Filter the data for lines with the word "white" and copy those lines.

--

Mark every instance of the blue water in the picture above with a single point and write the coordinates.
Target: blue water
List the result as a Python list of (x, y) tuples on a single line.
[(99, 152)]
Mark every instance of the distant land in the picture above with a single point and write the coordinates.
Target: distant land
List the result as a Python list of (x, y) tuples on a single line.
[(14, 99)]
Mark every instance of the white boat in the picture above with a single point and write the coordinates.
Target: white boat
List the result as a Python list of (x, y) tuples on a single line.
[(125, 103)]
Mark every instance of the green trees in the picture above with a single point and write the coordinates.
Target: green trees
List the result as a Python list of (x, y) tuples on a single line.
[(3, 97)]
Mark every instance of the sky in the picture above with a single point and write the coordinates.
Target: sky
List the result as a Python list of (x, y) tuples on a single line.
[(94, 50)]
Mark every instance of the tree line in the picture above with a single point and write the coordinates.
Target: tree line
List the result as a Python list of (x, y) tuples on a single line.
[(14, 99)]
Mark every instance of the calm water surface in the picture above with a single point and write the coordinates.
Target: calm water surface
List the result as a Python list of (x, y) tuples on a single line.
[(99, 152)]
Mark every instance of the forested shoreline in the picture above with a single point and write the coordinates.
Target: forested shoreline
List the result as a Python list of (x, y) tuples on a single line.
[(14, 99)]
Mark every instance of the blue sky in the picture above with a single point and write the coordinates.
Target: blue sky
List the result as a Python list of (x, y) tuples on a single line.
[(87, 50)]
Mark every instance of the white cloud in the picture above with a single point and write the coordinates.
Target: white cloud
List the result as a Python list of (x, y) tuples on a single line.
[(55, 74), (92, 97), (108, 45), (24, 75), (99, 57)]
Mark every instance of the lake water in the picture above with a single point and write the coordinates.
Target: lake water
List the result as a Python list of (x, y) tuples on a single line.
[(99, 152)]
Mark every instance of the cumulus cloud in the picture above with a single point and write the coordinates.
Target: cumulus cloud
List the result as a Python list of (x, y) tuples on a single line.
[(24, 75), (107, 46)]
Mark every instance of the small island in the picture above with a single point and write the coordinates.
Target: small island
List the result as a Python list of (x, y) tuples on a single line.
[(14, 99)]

--

:: PROBLEM SOLUTION ::
Mark every instance of the white boat in the picture above with a single point and write the coordinates.
Target: white boat
Mark every instance of the white cloud in the picture above with a single point and write the coordinates.
Target: white cloud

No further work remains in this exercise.